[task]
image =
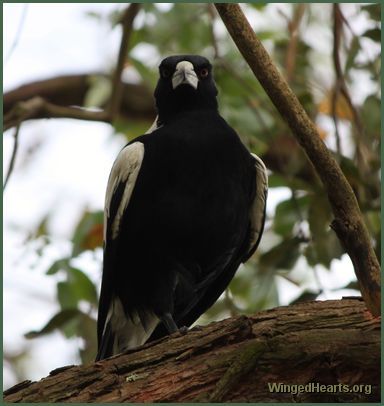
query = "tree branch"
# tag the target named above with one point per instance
(37, 107)
(326, 343)
(348, 223)
(71, 90)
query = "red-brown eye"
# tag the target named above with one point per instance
(204, 73)
(165, 72)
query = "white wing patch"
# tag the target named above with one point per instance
(258, 205)
(124, 170)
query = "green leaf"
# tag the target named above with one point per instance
(374, 34)
(374, 11)
(60, 264)
(56, 322)
(281, 256)
(288, 213)
(82, 286)
(66, 295)
(99, 91)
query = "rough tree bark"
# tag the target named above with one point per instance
(325, 343)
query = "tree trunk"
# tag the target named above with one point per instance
(327, 351)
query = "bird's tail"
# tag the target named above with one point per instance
(123, 332)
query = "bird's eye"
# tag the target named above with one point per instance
(204, 72)
(165, 72)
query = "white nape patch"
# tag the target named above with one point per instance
(258, 205)
(125, 169)
(129, 333)
(185, 74)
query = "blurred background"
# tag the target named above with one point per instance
(54, 200)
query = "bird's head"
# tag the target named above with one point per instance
(185, 83)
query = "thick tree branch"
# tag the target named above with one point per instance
(348, 223)
(37, 107)
(71, 90)
(326, 343)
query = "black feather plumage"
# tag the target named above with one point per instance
(185, 206)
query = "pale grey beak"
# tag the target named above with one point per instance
(185, 74)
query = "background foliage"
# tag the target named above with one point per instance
(297, 240)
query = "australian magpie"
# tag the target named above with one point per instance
(185, 206)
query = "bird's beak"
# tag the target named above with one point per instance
(185, 74)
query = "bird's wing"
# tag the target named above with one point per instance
(121, 183)
(217, 280)
(258, 208)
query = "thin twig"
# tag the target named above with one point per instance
(338, 17)
(38, 107)
(13, 157)
(337, 31)
(212, 15)
(293, 28)
(117, 85)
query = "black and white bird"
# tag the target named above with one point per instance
(185, 206)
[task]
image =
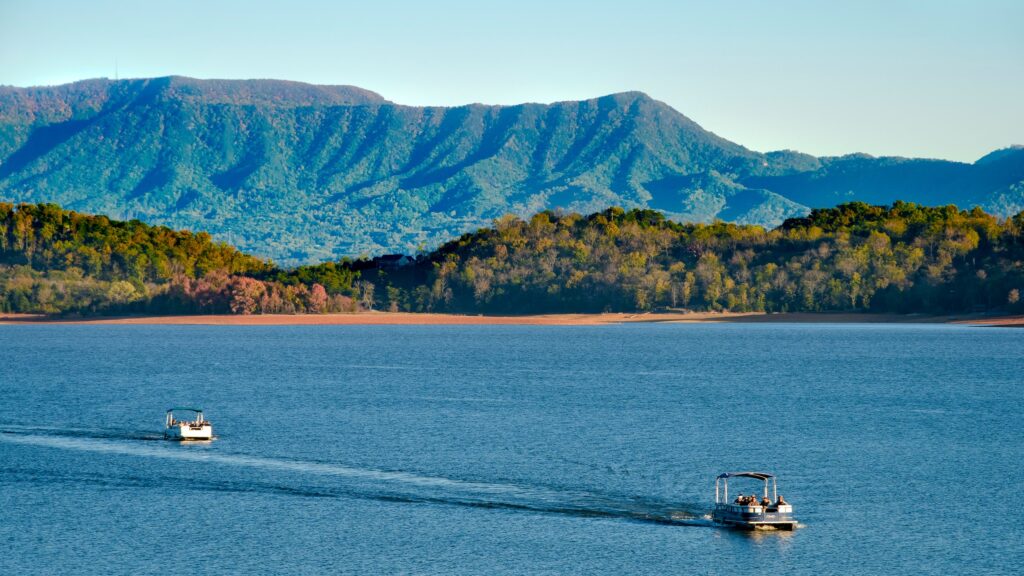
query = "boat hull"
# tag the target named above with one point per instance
(187, 432)
(754, 518)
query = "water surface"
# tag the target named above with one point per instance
(510, 449)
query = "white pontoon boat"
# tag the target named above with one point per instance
(750, 512)
(197, 428)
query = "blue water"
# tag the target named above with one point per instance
(510, 449)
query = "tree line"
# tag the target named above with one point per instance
(899, 258)
(60, 261)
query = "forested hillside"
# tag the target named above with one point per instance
(302, 173)
(903, 258)
(53, 261)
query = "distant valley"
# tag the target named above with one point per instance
(304, 173)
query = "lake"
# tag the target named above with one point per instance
(510, 449)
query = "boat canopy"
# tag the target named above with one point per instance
(184, 409)
(759, 476)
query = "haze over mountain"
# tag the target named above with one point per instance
(306, 173)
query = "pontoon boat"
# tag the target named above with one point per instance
(198, 428)
(750, 512)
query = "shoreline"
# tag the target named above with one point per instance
(430, 319)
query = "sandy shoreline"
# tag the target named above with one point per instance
(385, 319)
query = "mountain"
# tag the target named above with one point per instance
(305, 173)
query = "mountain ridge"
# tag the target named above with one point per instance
(301, 172)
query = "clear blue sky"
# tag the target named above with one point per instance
(941, 79)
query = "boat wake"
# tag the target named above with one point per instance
(331, 480)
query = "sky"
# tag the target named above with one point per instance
(935, 79)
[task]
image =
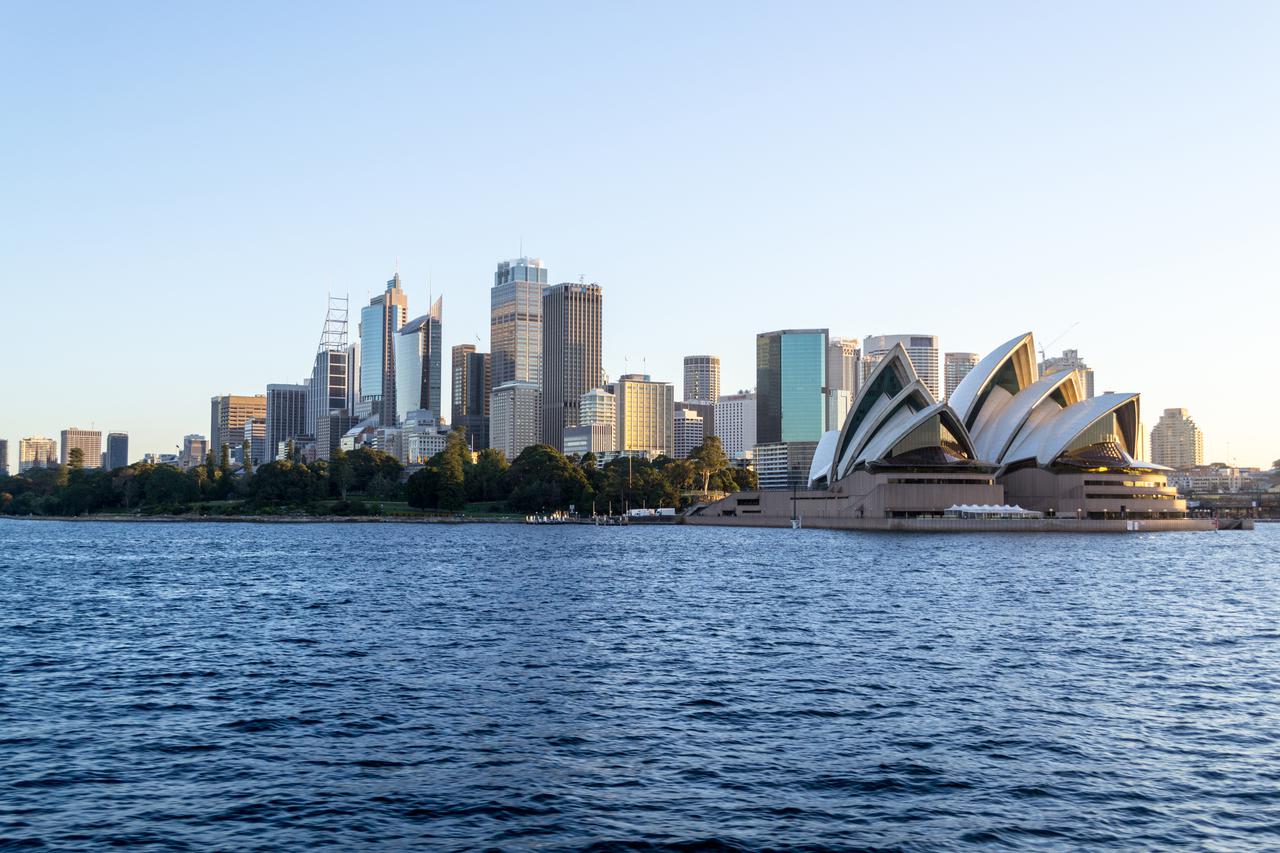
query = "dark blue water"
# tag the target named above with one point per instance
(385, 687)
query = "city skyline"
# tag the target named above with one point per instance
(1119, 169)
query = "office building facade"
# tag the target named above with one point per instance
(87, 441)
(117, 451)
(516, 320)
(379, 323)
(419, 364)
(1070, 360)
(228, 414)
(790, 386)
(571, 354)
(472, 382)
(515, 415)
(647, 413)
(286, 418)
(36, 451)
(702, 378)
(686, 432)
(1176, 441)
(735, 423)
(920, 349)
(956, 366)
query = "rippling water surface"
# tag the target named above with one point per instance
(384, 687)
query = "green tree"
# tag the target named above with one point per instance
(708, 459)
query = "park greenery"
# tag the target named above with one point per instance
(369, 482)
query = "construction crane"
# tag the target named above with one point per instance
(1043, 357)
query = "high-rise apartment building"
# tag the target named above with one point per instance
(571, 354)
(515, 415)
(1070, 360)
(686, 432)
(90, 443)
(379, 323)
(791, 386)
(36, 451)
(920, 349)
(645, 415)
(472, 382)
(702, 378)
(193, 451)
(956, 366)
(286, 418)
(417, 365)
(117, 451)
(228, 414)
(516, 320)
(735, 423)
(1176, 441)
(329, 372)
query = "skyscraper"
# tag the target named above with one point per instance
(920, 349)
(515, 411)
(790, 386)
(117, 451)
(1176, 441)
(36, 451)
(417, 365)
(702, 378)
(735, 423)
(286, 419)
(516, 320)
(571, 354)
(228, 414)
(645, 415)
(686, 432)
(1070, 360)
(90, 443)
(329, 378)
(956, 368)
(472, 382)
(379, 323)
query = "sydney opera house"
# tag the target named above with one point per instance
(1009, 438)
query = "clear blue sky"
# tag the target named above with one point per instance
(183, 183)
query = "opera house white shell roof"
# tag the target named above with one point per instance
(1002, 414)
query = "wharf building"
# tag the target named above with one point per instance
(286, 419)
(227, 418)
(791, 404)
(1176, 441)
(922, 349)
(36, 451)
(117, 454)
(647, 413)
(471, 387)
(571, 319)
(379, 323)
(1070, 360)
(735, 423)
(515, 415)
(956, 366)
(87, 441)
(702, 379)
(417, 365)
(1008, 436)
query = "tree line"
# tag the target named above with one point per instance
(540, 479)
= = = = = = =
TASK DETAILS =>
Give back the entries verbatim. Do not include any picture.

TASK SOLUTION =>
[task]
image =
query = "tree branch"
# tag the target named above with one point per instance
(37, 107)
(326, 343)
(348, 223)
(71, 90)
query = "red-brown eye"
# tag the target named above with one point per instance
(204, 73)
(165, 72)
query = "white wing patch"
# tag the target named above with one point per instance
(258, 205)
(124, 170)
query = "green leaf"
# tag the target named above with one point per instance
(374, 34)
(374, 11)
(60, 264)
(56, 322)
(281, 256)
(288, 213)
(82, 286)
(66, 295)
(99, 91)
query = "rough tree bark"
# tag the target named above with one point per instance
(325, 343)
query = "tree trunk"
# tag the target named above with one point per instance
(327, 351)
query = "bird's tail"
# tag the target named above with one point per instance
(123, 332)
query = "bird's eye"
# tag the target named above with one point per instance
(204, 72)
(165, 72)
query = "white nape patch"
# tag the target named above with one point per instance
(258, 205)
(125, 169)
(129, 333)
(185, 74)
query = "blurred background"
# tag the target named above with one point per instance
(54, 200)
query = "bird's head"
# tag the target named above with one point per instance
(185, 83)
query = "thick tree branch"
# tag the target named above with one point per instance
(348, 223)
(37, 107)
(71, 90)
(326, 343)
query = "black feather plumage"
# tag the target named above with one point per instance
(185, 206)
query = "pale grey beak"
# tag the target named above with one point per instance
(185, 74)
query = "background foliage"
# tag the target named above with one point per instance
(297, 240)
query = "australian magpie"
# tag the target named above with one point per instance
(185, 206)
query = "bird's beak"
# tag the target named above with one point per instance
(185, 74)
query = "bird's wing"
# tag the target named above with one point per instance
(121, 183)
(217, 280)
(258, 208)
query = "thin twig"
# tag the target named above with one point per instance
(338, 17)
(38, 107)
(13, 157)
(337, 31)
(212, 15)
(293, 28)
(117, 85)
query = "black and white bird"
# tag the target named above with one point per instance
(185, 206)
[task]
image =
query = "boat hull"
# tag the target named above with one point per instance
(187, 432)
(754, 518)
query = "water surface"
# tag the target named above with one point per instance
(510, 449)
query = "white pontoon boat"
# tag the target named above with one point per instance
(750, 512)
(197, 428)
query = "blue water"
# tag the target named above with one point per instance
(510, 449)
query = "tree line"
# tag the target named above with one point per instance
(899, 258)
(60, 261)
query = "forested hillside"
# tag the target named above with one point per instance
(302, 173)
(903, 258)
(53, 261)
query = "distant valley"
# tag the target named above with one point per instance
(304, 173)
query = "lake"
# tag the target named above with one point per instance
(510, 449)
query = "boat canopy"
# tag the target named above with one point per instance
(184, 409)
(759, 476)
query = "haze over mountain"
# tag the target named above with one point per instance
(306, 173)
query = "pontoon boat"
# tag the target named above with one point per instance
(198, 428)
(750, 512)
query = "shoreline"
# tag the target named above with one point per instance
(430, 319)
query = "sandy shoreline"
# tag the target named above with one point per instance
(385, 319)
query = "mountain"
# tag the target named above with one point per instance
(305, 173)
query = "mountain ridge"
# tag the target named above with one point per instance
(301, 172)
query = "clear blue sky"
# tag the target named above with one point per instance
(941, 79)
query = "boat wake"
# tag the target named above with one point per instance
(331, 480)
query = "sky"
# tag the target named above with one point per instance
(935, 79)
[task]
image =
query = "dark blue water"
# tag the target named above with one point per instance
(385, 687)
query = "city skyline"
# tag the target named above with one point per instance
(1119, 169)
query = "office building facade"
# tag the target named above with one point per instance
(87, 441)
(117, 451)
(516, 320)
(379, 323)
(419, 364)
(1070, 360)
(228, 414)
(790, 386)
(571, 354)
(472, 382)
(515, 415)
(647, 413)
(286, 418)
(36, 451)
(702, 378)
(686, 432)
(1176, 441)
(735, 423)
(920, 349)
(956, 366)
query = "rippling water surface"
# tag the target named above with one point per instance
(384, 687)
query = "green tree"
# tag the target named above with one point per instance
(708, 459)
query = "park greenery"
# tag the target named above with one point per instance
(369, 482)
query = "construction crane"
# tag the target named above with one point per instance
(1043, 357)
query = "high-rise apartment building"
# tag the target named above with one point per instance
(571, 354)
(515, 415)
(1070, 360)
(686, 432)
(90, 443)
(379, 323)
(791, 386)
(36, 451)
(920, 349)
(645, 415)
(472, 382)
(702, 378)
(193, 451)
(956, 366)
(286, 418)
(417, 365)
(117, 451)
(228, 414)
(516, 320)
(735, 423)
(1176, 441)
(329, 372)
query = "skyscraper"
# tag the target named above with one point per instance
(920, 349)
(515, 411)
(790, 386)
(117, 451)
(1176, 441)
(36, 451)
(417, 365)
(702, 378)
(735, 423)
(286, 419)
(516, 320)
(571, 354)
(228, 414)
(645, 415)
(686, 432)
(1070, 360)
(90, 443)
(329, 378)
(956, 368)
(472, 382)
(379, 323)
query = "sydney opera house"
# tag the target named above with one point per instance
(1009, 438)
query = "clear blue sky"
# tag the target named above with one point per instance
(183, 183)
query = "opera house white shell roof"
# tag the target named above with one point per instance
(1002, 414)
query = "wharf building"
# tag the target named above with one point per instance
(286, 419)
(227, 418)
(791, 404)
(1176, 441)
(922, 349)
(36, 451)
(117, 454)
(647, 413)
(471, 387)
(571, 319)
(379, 323)
(1070, 360)
(735, 423)
(515, 415)
(956, 366)
(87, 441)
(702, 379)
(417, 365)
(1008, 436)
query = "tree line"
# tag the target named above with one point per instance
(540, 479)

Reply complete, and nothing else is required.